Dataset entries
-.-.-
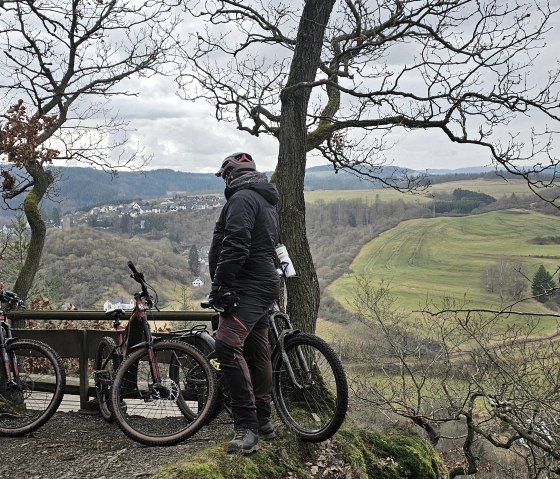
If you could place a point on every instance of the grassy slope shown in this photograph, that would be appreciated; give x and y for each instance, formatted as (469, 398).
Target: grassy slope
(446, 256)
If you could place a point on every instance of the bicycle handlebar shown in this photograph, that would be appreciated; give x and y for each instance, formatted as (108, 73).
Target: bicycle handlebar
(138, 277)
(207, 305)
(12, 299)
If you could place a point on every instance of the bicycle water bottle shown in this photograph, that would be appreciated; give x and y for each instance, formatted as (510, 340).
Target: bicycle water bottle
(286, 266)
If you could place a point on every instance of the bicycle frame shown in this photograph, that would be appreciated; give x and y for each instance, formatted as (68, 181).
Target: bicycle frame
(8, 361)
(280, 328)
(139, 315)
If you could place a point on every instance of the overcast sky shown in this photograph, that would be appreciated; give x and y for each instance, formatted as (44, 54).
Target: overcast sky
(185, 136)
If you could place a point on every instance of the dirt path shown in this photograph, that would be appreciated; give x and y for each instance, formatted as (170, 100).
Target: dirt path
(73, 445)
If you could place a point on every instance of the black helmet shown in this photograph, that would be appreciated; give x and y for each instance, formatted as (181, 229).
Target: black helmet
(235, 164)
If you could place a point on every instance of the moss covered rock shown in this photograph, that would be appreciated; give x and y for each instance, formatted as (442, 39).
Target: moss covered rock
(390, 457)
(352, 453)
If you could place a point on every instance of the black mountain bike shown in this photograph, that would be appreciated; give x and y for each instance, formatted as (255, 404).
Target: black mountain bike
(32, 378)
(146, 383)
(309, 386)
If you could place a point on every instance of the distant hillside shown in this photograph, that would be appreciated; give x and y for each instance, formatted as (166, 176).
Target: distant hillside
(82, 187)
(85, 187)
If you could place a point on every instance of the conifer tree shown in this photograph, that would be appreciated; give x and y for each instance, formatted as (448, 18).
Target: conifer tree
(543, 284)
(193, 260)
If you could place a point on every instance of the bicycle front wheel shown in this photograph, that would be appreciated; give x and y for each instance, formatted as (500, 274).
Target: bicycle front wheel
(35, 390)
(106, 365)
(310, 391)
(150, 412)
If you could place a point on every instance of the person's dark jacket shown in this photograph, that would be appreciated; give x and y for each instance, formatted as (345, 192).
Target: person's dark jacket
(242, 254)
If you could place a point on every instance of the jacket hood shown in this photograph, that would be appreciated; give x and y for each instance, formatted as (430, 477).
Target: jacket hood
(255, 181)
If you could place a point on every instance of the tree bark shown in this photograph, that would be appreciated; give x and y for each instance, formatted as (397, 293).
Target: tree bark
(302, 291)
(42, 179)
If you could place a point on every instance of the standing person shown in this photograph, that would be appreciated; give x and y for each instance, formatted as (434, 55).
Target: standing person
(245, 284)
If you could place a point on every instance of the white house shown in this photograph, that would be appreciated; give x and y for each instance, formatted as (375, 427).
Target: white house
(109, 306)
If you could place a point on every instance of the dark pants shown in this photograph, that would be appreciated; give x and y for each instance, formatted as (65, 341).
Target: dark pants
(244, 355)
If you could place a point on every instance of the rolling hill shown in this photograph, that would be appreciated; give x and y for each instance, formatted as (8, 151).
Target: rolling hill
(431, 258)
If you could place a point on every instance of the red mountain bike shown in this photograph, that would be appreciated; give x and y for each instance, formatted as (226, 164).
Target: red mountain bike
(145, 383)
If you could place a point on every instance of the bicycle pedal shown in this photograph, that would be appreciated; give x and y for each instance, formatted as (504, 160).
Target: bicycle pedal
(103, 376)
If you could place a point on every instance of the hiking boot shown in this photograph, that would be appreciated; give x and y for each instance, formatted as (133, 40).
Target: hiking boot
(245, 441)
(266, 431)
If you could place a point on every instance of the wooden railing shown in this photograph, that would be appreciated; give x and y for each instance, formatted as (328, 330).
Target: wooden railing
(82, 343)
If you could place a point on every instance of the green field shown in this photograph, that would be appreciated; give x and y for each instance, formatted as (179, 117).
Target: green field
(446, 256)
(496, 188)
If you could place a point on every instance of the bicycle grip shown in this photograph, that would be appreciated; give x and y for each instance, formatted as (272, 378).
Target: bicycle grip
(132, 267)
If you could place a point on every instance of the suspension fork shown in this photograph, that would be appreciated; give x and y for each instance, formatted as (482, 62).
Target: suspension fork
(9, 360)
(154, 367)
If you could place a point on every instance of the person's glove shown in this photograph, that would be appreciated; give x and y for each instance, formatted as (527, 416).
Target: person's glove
-.-.-
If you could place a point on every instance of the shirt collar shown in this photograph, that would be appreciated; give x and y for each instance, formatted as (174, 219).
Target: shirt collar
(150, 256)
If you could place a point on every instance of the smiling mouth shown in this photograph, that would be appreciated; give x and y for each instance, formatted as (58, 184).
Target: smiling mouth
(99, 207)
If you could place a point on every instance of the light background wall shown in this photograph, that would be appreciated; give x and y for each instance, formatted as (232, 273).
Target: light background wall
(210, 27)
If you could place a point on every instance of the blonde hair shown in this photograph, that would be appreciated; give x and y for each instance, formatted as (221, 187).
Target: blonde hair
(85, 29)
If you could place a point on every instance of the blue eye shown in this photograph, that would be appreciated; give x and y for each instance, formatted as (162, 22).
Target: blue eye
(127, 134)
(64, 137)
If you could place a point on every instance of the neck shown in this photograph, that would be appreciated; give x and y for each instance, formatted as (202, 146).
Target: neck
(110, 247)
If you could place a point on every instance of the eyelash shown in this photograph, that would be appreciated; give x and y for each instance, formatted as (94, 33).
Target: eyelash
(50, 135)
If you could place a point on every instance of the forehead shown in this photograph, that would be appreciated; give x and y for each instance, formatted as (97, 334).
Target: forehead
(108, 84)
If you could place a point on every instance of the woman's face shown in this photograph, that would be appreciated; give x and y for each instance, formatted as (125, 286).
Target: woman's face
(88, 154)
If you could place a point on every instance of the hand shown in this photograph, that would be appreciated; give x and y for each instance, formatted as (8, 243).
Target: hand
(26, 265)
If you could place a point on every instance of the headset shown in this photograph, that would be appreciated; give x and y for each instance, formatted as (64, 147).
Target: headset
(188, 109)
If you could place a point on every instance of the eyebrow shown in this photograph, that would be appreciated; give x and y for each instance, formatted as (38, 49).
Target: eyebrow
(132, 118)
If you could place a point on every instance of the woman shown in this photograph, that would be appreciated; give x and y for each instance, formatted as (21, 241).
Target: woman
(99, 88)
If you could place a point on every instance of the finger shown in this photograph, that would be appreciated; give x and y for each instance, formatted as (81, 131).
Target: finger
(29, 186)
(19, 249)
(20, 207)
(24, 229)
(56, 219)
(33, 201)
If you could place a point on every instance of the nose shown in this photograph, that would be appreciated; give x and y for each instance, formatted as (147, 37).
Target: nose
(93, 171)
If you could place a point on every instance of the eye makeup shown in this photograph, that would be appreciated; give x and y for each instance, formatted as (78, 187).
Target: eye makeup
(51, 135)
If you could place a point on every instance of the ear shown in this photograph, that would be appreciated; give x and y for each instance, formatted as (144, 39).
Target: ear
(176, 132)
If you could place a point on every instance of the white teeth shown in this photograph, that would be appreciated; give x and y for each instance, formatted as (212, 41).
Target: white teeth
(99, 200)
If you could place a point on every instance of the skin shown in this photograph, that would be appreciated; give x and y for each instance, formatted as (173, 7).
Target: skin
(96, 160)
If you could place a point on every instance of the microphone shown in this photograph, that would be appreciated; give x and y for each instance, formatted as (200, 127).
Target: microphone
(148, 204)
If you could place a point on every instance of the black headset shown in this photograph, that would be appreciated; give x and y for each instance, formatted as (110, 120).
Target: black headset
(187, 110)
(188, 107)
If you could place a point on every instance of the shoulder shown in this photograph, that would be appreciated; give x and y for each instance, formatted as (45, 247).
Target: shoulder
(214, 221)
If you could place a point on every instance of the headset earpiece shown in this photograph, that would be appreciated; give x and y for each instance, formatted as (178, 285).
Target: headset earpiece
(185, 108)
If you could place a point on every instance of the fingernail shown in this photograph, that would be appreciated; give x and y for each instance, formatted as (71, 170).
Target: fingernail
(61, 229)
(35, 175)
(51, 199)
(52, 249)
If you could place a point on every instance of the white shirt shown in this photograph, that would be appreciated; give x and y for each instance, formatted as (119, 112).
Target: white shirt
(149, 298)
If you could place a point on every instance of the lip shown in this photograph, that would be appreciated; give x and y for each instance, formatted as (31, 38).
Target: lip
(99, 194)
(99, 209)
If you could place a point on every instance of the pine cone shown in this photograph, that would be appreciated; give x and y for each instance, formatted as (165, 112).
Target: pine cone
-.-.-
## Your instructions
All lines holding the word "glove" must be copied from the data.

## Written solution
If you could place a point on every instance of the person's glove shown in this photograph, that would be appreciated; give x and y for each instance, formatted as (527, 416).
Target: person's glove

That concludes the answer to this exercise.